■ WHAT IS NEEDED
Please rewrite the entries below as a numbered list, one line per item, with blank lines left out. Leave the pictures out of your answer.

■ SOURCE MATERIAL
## Begin

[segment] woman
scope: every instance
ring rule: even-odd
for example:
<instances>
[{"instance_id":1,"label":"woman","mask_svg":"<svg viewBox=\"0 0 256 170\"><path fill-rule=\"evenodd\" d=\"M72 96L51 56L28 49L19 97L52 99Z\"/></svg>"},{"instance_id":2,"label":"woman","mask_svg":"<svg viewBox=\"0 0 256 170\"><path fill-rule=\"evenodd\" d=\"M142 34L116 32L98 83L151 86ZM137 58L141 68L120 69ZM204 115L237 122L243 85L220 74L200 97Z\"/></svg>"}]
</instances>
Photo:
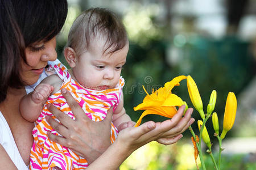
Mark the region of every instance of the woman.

## End

■ SOLVED EXERCISE
1. [segment] woman
2. scope: every instance
3. ring rule: even-odd
4. for example:
5. <instances>
6. [{"instance_id":1,"label":"woman","mask_svg":"<svg viewBox=\"0 0 256 170\"><path fill-rule=\"evenodd\" d=\"M72 96L51 56L28 49L19 97L52 99Z\"/></svg>"},{"instance_id":2,"label":"woman","mask_svg":"<svg viewBox=\"0 0 256 170\"><path fill-rule=\"evenodd\" d=\"M142 34L116 32L98 83L151 86ZM137 58L141 68L120 69ZM204 115L237 122L243 85L220 74L200 97Z\"/></svg>"}]
7. </instances>
8. Photo:
9. Mark the region of every instance of the woman.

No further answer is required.